* [Input for this task]:

· · · · ·

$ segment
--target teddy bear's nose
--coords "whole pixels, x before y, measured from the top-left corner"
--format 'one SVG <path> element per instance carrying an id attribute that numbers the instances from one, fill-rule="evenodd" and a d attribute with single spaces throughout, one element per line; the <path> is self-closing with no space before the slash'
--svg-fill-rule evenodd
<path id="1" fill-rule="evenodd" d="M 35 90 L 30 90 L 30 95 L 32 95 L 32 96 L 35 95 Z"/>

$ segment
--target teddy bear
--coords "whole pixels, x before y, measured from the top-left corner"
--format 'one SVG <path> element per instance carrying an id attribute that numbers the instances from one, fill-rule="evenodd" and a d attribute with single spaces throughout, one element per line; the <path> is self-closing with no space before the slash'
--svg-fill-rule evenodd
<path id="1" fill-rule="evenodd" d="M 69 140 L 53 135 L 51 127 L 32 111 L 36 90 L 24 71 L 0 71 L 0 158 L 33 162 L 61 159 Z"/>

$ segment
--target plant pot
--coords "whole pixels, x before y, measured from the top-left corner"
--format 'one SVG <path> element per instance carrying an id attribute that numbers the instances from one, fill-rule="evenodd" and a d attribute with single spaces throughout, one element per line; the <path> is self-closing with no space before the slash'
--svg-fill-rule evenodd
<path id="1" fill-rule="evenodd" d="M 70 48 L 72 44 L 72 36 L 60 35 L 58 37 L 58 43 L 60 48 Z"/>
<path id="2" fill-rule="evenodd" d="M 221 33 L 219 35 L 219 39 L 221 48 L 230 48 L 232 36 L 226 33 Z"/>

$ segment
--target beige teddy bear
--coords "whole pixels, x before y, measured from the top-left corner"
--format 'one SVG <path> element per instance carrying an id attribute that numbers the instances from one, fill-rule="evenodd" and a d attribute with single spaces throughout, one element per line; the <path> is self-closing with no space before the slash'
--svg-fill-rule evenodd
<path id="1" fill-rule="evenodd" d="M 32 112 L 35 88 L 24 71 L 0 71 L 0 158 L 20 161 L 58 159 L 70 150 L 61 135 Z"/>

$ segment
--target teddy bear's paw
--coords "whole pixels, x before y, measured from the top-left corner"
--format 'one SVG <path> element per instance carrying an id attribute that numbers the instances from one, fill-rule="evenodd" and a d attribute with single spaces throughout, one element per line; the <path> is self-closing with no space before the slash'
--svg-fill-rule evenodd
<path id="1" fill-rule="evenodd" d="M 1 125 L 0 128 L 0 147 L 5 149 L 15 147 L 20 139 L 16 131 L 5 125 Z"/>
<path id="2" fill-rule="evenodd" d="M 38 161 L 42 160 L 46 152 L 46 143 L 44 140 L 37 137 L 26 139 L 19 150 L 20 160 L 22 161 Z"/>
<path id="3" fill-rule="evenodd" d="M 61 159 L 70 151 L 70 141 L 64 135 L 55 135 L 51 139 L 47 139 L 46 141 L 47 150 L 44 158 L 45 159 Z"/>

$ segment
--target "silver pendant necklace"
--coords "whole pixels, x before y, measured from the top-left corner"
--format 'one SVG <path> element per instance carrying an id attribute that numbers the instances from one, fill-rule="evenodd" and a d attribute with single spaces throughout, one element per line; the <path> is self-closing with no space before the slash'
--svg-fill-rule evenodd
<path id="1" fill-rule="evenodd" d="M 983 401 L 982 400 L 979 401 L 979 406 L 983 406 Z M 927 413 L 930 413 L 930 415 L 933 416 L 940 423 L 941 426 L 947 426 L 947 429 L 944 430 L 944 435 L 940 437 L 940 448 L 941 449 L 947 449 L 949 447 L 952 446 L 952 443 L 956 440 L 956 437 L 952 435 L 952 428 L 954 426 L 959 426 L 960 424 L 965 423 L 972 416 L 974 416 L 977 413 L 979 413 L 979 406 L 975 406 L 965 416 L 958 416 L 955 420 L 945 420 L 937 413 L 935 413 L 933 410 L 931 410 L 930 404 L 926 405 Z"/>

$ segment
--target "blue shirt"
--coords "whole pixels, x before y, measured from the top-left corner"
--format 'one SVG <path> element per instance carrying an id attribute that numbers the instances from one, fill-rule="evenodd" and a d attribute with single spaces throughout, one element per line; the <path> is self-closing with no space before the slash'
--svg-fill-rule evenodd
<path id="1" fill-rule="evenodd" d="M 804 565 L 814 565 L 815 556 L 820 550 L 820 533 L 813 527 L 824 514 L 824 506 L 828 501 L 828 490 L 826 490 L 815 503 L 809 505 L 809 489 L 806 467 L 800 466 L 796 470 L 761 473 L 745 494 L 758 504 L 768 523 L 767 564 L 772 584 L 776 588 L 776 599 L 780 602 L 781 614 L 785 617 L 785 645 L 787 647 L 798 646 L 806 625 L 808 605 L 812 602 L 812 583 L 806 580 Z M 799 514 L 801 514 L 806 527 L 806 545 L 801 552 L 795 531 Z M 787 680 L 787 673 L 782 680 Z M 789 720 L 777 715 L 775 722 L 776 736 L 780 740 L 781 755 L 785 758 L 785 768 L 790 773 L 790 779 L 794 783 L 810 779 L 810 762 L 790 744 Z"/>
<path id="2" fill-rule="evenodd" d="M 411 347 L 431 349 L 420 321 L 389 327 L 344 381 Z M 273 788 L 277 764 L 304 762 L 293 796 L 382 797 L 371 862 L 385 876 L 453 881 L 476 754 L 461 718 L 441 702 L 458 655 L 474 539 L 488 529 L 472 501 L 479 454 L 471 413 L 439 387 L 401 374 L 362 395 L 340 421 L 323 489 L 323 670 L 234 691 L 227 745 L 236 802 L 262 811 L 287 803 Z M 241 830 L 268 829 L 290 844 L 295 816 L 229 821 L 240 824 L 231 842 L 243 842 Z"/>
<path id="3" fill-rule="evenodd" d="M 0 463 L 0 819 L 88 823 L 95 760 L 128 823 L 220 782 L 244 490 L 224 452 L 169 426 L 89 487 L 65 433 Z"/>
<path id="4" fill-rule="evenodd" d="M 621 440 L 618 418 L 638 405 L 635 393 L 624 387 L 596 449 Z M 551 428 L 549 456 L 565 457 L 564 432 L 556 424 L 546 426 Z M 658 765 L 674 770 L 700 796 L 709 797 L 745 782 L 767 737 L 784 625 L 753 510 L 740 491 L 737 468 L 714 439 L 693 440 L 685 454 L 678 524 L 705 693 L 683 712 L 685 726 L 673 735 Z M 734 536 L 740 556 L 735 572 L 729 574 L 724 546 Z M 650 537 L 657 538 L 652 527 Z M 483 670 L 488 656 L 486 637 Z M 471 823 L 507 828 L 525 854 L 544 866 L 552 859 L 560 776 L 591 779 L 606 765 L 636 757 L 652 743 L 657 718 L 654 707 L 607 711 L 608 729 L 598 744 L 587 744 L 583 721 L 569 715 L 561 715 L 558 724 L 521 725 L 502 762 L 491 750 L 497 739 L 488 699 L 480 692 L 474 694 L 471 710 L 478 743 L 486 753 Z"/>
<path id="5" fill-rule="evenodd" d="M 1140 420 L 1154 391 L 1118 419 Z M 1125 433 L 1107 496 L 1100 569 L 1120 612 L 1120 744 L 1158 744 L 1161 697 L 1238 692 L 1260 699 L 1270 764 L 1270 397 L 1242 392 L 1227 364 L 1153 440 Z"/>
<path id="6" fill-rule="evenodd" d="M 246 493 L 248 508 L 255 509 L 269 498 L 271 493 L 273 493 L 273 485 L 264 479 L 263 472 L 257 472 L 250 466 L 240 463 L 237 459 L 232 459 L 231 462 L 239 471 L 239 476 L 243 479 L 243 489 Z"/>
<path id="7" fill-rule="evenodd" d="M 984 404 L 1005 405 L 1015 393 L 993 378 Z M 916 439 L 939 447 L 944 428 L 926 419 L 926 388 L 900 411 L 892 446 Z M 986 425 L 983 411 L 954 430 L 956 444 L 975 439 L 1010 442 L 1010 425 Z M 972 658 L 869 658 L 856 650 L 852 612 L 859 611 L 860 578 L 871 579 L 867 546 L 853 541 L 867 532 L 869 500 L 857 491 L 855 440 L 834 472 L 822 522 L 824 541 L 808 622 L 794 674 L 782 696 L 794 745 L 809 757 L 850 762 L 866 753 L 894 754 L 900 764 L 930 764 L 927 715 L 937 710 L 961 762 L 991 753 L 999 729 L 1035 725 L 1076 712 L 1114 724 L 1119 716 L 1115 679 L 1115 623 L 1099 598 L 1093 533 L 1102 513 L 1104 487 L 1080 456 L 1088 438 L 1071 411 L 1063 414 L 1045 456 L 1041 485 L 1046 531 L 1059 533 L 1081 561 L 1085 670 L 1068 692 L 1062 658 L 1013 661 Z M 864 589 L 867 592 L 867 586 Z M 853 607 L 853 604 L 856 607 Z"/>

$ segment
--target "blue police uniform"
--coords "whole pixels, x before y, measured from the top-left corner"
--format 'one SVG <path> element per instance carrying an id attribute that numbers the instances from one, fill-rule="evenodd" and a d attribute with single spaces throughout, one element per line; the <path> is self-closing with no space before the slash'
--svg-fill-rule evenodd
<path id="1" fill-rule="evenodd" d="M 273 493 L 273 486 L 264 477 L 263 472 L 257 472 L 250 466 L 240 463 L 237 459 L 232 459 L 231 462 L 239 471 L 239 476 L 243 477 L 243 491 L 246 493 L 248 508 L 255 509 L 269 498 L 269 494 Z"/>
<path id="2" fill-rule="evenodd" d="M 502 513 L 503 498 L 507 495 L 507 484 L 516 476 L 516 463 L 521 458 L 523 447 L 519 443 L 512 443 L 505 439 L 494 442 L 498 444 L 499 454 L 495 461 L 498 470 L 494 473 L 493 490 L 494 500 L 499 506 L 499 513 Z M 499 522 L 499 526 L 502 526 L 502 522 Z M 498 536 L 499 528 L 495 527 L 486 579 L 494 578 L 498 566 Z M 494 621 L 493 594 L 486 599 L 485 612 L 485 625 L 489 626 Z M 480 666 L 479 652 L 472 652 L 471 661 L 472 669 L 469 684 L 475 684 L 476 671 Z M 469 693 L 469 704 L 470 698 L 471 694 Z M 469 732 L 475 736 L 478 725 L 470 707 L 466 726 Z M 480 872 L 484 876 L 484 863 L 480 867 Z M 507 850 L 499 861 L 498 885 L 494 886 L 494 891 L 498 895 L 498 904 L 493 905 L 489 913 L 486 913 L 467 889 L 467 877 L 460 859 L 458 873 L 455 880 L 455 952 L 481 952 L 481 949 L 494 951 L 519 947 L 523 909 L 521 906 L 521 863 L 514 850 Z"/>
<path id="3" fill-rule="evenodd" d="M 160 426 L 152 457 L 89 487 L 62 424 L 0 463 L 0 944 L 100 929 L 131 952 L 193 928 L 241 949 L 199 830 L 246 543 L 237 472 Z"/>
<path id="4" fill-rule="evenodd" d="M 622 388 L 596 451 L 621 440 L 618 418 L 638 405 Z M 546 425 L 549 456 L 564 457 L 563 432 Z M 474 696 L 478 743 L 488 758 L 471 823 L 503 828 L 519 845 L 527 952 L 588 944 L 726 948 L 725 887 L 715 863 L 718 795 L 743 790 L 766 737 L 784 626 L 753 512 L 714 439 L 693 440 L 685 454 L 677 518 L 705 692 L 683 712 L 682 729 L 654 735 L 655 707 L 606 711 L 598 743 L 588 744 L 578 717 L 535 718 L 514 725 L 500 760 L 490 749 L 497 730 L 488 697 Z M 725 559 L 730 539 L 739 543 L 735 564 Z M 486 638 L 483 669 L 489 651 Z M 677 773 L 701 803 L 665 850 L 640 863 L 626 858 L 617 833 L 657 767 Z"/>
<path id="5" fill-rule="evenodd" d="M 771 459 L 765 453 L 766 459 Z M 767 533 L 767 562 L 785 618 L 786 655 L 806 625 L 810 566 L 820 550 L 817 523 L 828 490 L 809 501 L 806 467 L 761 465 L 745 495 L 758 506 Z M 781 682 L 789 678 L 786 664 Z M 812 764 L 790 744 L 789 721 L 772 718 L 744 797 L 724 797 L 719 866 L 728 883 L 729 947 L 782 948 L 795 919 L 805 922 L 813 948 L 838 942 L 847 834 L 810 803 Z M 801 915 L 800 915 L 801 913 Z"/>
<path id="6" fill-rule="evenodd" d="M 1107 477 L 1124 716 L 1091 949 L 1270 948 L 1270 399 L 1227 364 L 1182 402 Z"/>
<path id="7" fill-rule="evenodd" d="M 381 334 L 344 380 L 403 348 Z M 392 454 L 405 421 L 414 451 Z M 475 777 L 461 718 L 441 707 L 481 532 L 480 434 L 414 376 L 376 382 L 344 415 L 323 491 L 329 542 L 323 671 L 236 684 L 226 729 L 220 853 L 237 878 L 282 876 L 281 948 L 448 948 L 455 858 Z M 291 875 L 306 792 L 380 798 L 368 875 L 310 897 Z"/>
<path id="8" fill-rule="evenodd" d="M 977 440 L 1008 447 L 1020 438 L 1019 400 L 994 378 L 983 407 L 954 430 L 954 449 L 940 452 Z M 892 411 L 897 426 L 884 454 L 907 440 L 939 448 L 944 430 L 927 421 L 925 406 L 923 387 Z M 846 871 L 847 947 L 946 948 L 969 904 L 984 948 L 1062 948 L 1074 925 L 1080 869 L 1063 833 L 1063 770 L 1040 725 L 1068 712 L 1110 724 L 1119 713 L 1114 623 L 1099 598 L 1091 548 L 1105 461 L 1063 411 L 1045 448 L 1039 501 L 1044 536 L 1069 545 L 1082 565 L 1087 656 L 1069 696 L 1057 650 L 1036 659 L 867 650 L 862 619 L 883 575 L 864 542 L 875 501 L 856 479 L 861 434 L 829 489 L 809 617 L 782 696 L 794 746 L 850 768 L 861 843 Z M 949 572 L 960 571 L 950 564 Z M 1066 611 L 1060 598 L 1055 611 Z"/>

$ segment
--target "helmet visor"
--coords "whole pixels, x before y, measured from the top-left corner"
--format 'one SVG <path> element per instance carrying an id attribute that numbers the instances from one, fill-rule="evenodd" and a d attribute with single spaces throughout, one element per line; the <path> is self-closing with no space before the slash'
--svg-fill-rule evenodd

· · · · ·

* [What the task asks]:
Can you rewrite the lines from the first one through the line containing "69 140 L 53", both included, with "teddy bear" replaced by "stuffed bear" and nothing else changed?

* [Worked answer]:
$ segment
--target stuffed bear's nose
--coords "whole pixels, x before y, measured from the top-left corner"
--format 'one SVG <path> element per instance carrying an id attribute that numbers the instances from one, fill-rule="evenodd" and a d attribute with single spaces throughout, one element per line; the <path> is self-closing with no space before the slash'
--svg-fill-rule evenodd
<path id="1" fill-rule="evenodd" d="M 35 90 L 30 90 L 30 95 L 32 95 L 32 96 L 35 95 Z"/>

$ segment
--target stuffed bear
--coords "whole pixels, x before y, measured from the top-left corner"
--format 'one SVG <path> element per instance carrying an id attribute that numbers the instances from one, fill-rule="evenodd" and a d attribute with single spaces throughout, one element per line; the <path> is self-closing with no space before the slash'
--svg-fill-rule evenodd
<path id="1" fill-rule="evenodd" d="M 69 140 L 53 135 L 51 127 L 32 111 L 36 90 L 24 71 L 0 71 L 0 158 L 33 162 L 61 159 Z"/>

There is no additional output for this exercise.